Try it:
Could you copy the market commentary starting at "This fact has" and ending at "the United States.", replacing "HongKong50" with "Hang Seng"?
Selected passage START
Risk-on scenario intensifies as global geopolitical tensions arise
Today's session began again in a mood of higher risk aversion due to the Chinese response to the United States with the closure of the consulate in the Chengdu city.
This fact has caused Chinese stock markets to experience steep losses with the HongKong50 index losing more than 2% on the day.
This rise in the degree of risk aversion in the market has been transferred to the rest of the global stock markets that have started the day in the red, highlighting the fall of more than 1% of TECH100 in the futures market, before the opening of the session in the United States.
As we indicated in previous analyzes, this type of specific event of geopolitical tension will continue over time, causing reactions such as the current ones that at the moment can only be considered as technical corrections within a bull market.
The Japanese Yen
The Japanese Yen is the strongest today, becoming the main safe-haven currency, as has been its traditional behavior. The US Dollar seems to be losing that status as treasury yields plummet with five years at historic lows at 0.26%.
USD/JPY is approaching the central support zone around 106.00, a level below which it would be heading for more significant losses, at least up to the zone of 104.00, from a technical perspective.
PMI economic figures in Europe have beaten all expectations and show a more positive economic recovery scenario than initially expected.
Selected passage END
Information START
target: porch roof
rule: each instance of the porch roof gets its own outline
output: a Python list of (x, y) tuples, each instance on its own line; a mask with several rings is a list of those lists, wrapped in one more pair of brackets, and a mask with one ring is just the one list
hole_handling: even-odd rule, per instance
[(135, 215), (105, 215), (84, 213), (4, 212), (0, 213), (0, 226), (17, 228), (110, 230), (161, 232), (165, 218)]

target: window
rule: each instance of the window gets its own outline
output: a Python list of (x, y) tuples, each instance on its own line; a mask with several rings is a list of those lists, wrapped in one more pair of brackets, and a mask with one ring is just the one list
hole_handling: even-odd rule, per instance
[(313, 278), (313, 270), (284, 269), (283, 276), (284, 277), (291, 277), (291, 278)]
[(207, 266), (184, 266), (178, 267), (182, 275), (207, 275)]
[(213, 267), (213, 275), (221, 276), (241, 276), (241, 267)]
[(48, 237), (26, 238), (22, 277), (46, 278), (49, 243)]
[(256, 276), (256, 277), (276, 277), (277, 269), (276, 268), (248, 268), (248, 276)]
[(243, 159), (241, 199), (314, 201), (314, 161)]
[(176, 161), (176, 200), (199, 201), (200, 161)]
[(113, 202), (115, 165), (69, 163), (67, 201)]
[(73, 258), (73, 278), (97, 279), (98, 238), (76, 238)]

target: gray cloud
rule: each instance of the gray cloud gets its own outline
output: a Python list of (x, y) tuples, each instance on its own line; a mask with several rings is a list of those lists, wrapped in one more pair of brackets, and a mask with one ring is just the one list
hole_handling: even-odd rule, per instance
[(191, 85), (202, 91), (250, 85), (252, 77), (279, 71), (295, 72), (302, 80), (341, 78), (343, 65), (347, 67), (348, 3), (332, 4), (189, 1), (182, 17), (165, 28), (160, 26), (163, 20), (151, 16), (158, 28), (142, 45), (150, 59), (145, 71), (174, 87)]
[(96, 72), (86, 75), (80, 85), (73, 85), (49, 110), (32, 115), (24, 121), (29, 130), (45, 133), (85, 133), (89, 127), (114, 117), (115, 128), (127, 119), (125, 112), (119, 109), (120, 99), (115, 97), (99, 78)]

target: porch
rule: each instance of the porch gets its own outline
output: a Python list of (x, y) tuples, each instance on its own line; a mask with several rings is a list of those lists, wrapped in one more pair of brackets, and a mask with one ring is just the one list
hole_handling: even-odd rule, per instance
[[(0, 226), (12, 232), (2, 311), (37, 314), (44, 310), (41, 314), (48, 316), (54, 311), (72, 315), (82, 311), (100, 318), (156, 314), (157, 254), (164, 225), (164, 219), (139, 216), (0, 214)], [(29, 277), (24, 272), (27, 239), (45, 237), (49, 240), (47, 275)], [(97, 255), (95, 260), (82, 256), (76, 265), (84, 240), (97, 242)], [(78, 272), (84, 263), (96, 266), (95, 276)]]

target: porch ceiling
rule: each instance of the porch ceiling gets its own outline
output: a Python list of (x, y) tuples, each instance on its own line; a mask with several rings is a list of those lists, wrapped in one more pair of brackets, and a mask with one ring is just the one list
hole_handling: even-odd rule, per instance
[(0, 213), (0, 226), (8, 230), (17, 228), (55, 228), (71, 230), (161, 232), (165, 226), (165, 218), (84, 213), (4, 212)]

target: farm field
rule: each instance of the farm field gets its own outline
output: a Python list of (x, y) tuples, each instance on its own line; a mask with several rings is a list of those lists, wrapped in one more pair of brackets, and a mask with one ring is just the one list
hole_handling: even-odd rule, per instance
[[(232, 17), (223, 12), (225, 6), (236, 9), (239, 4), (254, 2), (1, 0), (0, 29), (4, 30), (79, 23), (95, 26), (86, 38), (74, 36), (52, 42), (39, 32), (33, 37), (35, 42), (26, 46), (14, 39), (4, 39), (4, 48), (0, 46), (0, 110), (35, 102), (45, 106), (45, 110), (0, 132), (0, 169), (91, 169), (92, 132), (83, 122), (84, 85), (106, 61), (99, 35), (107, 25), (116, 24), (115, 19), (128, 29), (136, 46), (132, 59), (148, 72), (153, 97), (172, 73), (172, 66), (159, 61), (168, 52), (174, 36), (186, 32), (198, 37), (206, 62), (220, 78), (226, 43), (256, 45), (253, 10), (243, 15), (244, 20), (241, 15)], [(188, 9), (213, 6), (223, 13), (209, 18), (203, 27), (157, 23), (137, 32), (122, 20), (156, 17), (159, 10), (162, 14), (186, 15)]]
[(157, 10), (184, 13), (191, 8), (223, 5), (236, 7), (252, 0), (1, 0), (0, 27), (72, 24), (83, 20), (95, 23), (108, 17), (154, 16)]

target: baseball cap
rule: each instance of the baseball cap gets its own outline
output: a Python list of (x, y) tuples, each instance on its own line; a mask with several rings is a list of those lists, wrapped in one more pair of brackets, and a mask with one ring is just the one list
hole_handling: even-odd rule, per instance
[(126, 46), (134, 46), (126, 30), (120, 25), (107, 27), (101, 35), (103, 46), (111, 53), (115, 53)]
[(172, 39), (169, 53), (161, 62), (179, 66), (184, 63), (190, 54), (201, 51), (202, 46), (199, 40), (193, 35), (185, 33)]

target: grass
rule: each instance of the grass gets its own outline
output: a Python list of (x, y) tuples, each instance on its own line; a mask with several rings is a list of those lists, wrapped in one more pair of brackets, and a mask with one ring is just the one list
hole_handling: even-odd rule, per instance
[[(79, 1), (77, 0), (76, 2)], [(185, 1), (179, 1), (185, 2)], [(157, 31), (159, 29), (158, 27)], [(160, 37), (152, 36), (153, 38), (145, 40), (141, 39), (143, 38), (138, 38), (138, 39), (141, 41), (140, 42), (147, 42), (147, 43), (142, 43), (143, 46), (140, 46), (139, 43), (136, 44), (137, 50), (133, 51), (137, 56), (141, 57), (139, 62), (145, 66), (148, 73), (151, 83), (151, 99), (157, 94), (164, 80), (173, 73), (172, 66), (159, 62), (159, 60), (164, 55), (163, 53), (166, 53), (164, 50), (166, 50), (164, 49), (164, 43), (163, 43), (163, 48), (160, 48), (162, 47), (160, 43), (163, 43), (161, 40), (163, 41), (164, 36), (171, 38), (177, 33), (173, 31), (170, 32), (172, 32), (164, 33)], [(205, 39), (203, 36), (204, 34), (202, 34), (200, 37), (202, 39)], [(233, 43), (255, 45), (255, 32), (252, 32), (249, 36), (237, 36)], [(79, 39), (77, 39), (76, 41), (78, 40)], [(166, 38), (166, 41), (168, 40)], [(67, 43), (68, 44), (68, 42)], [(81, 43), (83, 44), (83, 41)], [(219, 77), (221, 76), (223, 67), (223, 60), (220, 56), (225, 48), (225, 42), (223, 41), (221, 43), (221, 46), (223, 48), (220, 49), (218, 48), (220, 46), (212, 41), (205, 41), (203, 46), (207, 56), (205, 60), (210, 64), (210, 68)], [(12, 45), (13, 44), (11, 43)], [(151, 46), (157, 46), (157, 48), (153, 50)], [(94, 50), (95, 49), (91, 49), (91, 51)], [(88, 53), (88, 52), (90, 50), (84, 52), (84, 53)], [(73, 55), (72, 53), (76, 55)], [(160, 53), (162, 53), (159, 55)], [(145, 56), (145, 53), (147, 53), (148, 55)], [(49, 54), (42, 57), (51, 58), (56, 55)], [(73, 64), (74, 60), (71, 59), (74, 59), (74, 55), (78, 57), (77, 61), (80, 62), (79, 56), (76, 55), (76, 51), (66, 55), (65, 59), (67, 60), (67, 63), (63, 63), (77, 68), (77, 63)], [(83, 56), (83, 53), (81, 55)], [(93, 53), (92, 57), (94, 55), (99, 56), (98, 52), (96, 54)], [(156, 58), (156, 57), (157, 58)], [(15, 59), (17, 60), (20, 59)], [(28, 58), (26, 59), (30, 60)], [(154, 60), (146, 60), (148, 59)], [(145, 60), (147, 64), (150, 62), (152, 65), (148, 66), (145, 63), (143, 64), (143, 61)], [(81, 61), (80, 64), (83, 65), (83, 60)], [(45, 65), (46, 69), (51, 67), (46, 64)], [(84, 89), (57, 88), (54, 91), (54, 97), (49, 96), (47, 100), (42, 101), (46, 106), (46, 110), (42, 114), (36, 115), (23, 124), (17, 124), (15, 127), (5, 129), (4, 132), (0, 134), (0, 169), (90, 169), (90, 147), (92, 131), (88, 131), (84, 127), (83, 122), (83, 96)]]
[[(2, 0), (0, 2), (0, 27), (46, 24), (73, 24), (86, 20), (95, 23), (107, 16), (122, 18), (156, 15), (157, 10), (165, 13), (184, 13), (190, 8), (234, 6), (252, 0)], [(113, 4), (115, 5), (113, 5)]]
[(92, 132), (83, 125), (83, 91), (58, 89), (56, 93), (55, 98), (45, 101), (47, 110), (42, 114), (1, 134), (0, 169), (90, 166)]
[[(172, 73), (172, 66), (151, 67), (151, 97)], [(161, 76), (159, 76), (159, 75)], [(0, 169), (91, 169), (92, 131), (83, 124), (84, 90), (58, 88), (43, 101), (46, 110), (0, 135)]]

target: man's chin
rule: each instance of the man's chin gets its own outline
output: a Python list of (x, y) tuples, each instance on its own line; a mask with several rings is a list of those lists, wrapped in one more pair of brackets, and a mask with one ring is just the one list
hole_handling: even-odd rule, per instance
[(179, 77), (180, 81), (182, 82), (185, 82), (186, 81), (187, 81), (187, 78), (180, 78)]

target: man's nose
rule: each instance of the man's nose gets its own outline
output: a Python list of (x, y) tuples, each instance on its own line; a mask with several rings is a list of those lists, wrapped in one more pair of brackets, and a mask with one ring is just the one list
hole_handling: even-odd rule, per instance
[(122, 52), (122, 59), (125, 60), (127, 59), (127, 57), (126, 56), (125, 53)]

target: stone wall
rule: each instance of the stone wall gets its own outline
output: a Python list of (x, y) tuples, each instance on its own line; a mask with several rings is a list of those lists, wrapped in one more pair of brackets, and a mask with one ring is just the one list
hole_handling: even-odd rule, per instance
Information END
Reply:
This fact has caused Chinese stock markets to experience steep losses with the Hang Seng index losing more than 2% on the day.
This rise in the degree of risk aversion in the market has been transferred to the rest of the global stock markets that have started the day in the red, highlighting the fall of more than 1% of TECH100 in the futures market, before the opening of the session in the United States.